▸ Given exercise: Return the full material exactly.

▸ Data for processing:
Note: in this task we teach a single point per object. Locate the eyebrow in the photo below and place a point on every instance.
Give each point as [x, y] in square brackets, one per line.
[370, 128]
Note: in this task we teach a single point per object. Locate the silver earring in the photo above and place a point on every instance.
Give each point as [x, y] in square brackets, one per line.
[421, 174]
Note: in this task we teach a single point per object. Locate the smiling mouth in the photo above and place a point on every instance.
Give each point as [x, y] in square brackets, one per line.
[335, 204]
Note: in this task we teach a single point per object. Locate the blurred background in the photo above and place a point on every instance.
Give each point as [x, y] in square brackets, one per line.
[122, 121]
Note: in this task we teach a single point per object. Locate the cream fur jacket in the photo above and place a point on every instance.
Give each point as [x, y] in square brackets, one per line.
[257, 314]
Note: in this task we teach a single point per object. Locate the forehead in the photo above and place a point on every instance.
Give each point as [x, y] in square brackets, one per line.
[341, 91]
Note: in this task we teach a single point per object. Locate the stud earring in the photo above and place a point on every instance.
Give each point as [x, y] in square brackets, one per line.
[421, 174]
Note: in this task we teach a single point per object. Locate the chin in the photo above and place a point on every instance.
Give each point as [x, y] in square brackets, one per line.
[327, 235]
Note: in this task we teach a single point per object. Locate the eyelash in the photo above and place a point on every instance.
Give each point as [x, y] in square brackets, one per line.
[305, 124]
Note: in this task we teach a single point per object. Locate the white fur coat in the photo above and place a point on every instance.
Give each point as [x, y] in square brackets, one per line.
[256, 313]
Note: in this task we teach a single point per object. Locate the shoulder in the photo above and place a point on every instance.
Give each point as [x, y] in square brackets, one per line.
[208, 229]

▸ Task output:
Note: in this task we teach a single point per object. Locate the eyebrow in the photo below and place a point on every instance.
Give each point as [x, y] in square brackets, one per line.
[370, 128]
Note: in this task we teach a single point per object. Locate the silver earring in the photo above and place a point on every instance.
Give each point as [x, y] in square brackets, one per line.
[421, 174]
Note: in this task we teach a single point per object. Locate the smiling mouth in the photo above and place a point on every instance.
Give each point as [x, y] in square brackets, one per line.
[335, 204]
Note: in this task we teach a single point per object. Locate the blurred background in the photo above and place a point on every instance.
Give each point as [x, y] in square brackets, one per line.
[122, 121]
Note: in this task we teach a single point per object. Locate the cream fur jacket in the photo above and place a point on every instance.
Give each point as [x, y] in square brackets, one per line.
[257, 314]
Note: in this task we teach a single point per object. Locate the forehead in the photo above and place a point on every instance.
Give each point as [x, y] in square brackets, one per line.
[341, 91]
Note: in this task we teach a single point per object. Locate the stud earring in the photo above and place a point on every instance.
Give each point as [x, y] in square brackets, one per line.
[421, 174]
Note: in this task we teach a single point per object. Locate the chin in the photo above and place a point on every instance.
Give each point as [x, y] in square brackets, one per line.
[327, 235]
Note: in this task we teach a single point per object. Locate the eyelash in the photo above and place a point on every instance.
Give each point as [x, y] in square brackets, one per line.
[305, 124]
Note: in this task we teach a single point per object. Locate the white fur coat in the photo above and place a point on every instance.
Give each point as [x, y] in square brackets, one per line.
[256, 313]
Note: in this task we teach a single point per object. Locate the shoulder in the photo above and place a point on every instance.
Give each point as [x, y] in square brackets, one per line.
[208, 229]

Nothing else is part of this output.